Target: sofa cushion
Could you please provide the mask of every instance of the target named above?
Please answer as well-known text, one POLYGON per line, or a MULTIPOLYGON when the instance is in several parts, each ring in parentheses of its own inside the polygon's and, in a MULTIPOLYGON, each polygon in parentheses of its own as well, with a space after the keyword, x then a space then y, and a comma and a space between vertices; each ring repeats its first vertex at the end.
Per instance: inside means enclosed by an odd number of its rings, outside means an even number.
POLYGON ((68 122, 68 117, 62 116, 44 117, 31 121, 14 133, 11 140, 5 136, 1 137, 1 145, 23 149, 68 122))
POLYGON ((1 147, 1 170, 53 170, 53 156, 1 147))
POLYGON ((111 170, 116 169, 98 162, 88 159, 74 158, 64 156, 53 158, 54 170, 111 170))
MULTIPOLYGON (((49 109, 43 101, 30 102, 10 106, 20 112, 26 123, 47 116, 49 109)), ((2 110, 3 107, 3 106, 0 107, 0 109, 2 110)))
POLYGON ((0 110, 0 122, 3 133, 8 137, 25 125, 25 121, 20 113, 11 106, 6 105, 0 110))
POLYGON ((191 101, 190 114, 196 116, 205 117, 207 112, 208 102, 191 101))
****************
:: CHALLENGE ::
Reproduce the entries above with every "instance" swapped for "object", keeping everything else the same.

:: SOLUTION ::
Target: sofa cushion
Could you please provide the mask of every object of the target named above?
Please answer as well-known text, one POLYGON per line, or a MULTIPOLYGON when the object is in several parts, each ring in parentheses of its own inside the polygon's and, in a MULTIPOLYGON, each polygon in parentheses of its own as well, with a space after the keyword, x then a space then y, and a comma and a space between vertices; each ring repeats its first vertex at the end.
Per object: inside means enclosed by an odd number of its rings, outside means an even number.
POLYGON ((68 122, 68 117, 62 116, 44 117, 31 121, 14 133, 11 140, 5 136, 1 137, 1 145, 23 149, 68 122))
POLYGON ((1 147, 1 170, 53 170, 53 156, 1 147))
POLYGON ((111 170, 116 169, 98 162, 88 159, 74 158, 64 156, 53 158, 54 170, 111 170))
MULTIPOLYGON (((49 109, 43 101, 30 102, 10 106, 20 112, 26 123, 47 116, 49 109)), ((2 110, 3 107, 3 106, 0 107, 0 109, 2 110)))
POLYGON ((0 110, 0 122, 3 133, 8 137, 25 125, 25 121, 20 113, 11 106, 6 105, 0 110))
POLYGON ((191 101, 190 114, 196 116, 205 117, 207 112, 208 102, 191 101))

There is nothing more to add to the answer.